What is being asked:
Where does the word "write" appear in the data? Copy every line that holds it.

** Opening Material for the task block **

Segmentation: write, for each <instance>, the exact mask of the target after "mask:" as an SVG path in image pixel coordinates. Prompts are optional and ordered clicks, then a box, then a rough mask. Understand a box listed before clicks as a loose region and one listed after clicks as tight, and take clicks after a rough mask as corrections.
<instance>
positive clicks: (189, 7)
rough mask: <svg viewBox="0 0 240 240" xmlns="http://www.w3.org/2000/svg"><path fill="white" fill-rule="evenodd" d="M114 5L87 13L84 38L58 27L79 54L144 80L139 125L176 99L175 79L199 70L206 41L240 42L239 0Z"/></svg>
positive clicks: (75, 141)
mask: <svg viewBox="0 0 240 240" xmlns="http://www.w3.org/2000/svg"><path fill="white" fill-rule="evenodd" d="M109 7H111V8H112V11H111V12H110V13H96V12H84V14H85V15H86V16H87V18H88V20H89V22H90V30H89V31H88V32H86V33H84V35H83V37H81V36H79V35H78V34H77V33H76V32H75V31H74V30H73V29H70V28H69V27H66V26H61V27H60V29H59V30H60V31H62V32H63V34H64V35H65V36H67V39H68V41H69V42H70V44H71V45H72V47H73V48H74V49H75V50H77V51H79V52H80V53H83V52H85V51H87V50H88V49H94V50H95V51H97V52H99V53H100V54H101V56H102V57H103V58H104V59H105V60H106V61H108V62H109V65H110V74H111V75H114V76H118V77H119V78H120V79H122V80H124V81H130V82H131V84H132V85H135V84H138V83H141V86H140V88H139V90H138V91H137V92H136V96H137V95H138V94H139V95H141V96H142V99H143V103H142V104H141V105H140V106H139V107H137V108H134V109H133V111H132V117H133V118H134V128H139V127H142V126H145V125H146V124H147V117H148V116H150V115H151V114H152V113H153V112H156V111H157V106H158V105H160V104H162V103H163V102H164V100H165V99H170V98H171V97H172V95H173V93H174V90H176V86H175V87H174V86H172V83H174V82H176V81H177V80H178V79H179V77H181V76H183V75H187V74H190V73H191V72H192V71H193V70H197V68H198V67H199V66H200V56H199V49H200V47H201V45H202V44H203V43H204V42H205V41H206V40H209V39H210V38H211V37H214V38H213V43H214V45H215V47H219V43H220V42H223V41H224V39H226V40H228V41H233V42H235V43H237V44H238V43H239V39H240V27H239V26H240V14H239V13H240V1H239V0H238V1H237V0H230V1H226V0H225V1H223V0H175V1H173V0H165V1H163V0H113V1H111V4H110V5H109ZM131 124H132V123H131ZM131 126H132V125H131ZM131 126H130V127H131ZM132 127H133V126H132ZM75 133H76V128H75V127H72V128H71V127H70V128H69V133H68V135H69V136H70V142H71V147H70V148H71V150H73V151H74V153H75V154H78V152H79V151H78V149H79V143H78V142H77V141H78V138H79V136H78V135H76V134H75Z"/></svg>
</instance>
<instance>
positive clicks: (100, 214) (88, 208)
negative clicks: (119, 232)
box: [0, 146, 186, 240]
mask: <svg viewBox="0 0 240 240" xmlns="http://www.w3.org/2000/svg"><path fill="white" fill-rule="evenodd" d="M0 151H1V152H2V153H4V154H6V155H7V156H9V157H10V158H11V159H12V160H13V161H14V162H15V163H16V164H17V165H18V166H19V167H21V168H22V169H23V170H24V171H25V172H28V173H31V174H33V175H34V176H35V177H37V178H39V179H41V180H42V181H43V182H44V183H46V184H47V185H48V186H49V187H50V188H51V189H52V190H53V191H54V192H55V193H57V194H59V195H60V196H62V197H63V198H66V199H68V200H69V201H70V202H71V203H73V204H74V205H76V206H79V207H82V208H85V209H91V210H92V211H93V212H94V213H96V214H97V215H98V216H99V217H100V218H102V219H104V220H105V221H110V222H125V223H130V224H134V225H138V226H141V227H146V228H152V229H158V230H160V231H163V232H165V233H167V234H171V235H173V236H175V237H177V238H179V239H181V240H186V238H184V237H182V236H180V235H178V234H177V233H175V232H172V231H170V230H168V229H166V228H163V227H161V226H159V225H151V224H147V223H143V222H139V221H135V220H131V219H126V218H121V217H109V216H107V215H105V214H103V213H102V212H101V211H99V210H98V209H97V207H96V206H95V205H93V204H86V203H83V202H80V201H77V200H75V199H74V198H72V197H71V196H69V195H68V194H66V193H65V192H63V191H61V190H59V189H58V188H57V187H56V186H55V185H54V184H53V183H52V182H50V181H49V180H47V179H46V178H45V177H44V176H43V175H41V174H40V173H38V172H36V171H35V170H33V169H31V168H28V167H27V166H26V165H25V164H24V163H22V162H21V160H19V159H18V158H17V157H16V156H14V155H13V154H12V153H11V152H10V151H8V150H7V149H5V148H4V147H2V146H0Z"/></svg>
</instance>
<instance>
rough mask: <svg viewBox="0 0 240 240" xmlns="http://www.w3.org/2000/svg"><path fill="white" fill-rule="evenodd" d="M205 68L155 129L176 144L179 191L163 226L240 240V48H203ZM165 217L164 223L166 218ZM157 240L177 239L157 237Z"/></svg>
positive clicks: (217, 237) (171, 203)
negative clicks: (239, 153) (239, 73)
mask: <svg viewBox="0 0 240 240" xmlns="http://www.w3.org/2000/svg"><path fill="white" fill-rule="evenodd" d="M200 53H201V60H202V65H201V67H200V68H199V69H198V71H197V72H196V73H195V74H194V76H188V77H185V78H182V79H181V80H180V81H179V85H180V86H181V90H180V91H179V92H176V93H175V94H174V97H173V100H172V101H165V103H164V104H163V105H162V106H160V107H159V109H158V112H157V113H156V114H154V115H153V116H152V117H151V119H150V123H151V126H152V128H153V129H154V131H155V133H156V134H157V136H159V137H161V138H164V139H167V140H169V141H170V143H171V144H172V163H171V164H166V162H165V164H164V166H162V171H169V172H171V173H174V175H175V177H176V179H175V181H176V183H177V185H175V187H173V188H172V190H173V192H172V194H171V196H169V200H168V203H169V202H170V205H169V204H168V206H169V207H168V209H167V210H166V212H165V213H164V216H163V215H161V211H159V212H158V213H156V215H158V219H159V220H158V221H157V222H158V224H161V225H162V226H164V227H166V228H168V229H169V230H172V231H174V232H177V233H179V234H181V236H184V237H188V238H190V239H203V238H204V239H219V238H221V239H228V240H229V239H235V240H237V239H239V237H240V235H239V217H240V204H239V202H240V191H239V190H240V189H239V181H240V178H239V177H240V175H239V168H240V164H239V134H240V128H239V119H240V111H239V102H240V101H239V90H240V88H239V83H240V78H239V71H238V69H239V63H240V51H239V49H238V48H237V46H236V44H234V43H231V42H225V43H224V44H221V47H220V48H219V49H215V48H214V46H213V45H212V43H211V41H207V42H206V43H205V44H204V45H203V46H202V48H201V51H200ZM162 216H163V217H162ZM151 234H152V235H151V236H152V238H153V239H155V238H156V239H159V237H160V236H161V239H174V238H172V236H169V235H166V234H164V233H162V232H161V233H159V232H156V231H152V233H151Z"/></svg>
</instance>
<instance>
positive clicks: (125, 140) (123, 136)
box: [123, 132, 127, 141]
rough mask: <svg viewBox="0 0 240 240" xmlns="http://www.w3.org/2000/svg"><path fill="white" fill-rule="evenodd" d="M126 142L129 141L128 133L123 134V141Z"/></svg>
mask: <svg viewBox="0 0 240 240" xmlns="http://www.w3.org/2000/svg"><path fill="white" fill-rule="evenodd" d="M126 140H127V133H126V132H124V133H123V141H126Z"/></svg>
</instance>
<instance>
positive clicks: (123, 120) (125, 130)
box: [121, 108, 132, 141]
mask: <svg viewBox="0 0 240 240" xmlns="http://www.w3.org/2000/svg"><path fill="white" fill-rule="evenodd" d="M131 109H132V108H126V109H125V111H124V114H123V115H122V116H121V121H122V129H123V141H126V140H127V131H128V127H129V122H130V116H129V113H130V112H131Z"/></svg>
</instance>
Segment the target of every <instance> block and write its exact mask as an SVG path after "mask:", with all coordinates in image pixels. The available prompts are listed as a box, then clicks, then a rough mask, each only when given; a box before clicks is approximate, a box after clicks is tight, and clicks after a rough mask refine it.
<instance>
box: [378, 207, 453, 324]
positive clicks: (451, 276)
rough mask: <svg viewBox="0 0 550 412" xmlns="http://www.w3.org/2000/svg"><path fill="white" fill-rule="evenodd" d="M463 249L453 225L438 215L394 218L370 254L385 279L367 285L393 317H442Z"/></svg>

** Closing Material for the task block **
** Opening Material for the task block **

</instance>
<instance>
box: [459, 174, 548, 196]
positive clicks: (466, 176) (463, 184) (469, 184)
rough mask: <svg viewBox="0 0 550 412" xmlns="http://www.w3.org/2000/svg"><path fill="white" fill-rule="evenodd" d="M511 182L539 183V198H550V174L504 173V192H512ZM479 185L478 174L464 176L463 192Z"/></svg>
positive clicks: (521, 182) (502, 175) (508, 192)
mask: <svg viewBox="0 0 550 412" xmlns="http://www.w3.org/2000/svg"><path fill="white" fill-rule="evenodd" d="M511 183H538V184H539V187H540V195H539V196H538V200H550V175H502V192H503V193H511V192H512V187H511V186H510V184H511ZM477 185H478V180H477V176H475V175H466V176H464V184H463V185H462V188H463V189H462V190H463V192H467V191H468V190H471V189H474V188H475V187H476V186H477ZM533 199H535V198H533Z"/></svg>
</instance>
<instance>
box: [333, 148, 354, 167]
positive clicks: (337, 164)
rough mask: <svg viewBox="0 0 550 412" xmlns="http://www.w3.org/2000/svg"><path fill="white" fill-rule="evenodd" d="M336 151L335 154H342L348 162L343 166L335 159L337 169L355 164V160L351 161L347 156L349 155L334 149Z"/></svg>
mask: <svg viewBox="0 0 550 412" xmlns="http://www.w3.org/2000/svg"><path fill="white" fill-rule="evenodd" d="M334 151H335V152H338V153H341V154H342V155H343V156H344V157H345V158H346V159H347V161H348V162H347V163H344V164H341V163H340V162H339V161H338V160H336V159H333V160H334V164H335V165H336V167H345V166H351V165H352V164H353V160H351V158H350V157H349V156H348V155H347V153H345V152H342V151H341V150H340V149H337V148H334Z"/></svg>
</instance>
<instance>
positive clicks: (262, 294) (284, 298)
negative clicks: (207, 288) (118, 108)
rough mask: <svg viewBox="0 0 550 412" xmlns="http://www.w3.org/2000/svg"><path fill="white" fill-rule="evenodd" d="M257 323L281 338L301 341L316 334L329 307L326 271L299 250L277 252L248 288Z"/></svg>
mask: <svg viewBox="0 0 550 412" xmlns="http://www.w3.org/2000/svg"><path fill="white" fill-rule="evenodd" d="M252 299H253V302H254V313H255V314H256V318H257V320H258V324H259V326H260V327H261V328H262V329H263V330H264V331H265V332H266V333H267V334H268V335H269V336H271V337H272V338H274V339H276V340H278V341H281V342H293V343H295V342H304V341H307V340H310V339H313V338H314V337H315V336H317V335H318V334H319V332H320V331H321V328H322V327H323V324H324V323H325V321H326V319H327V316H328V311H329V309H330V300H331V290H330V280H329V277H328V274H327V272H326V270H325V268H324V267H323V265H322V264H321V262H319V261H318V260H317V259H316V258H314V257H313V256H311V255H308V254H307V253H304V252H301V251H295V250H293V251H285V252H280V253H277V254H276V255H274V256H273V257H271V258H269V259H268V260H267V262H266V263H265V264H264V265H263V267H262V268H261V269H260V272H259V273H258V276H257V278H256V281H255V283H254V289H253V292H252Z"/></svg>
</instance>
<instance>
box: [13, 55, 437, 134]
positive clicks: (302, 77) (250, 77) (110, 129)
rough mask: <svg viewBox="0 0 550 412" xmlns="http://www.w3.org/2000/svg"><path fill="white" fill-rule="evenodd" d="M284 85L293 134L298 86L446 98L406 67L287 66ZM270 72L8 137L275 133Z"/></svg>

** Closing Material for the task block **

Result:
Segmentation: write, for each <instance>, the exact mask of the target after "mask:" as an SVG path in image pixel coordinates. Prompts are optional and ordered clicks, then a box, then a rough mask. Understand a box listed before clicks as a loose region and one listed after clicks as tight, and take clicks after a rough mask as corrections.
Segment the target of every <instance> block and write its exact mask as an SVG path after "mask:", with all coordinates in image pixels. The available prompts are listed as a box, then clicks, then a rough mask, each only when given; a box before clicks is approximate, a box after clicks is tight, and clicks after a rough mask refine it.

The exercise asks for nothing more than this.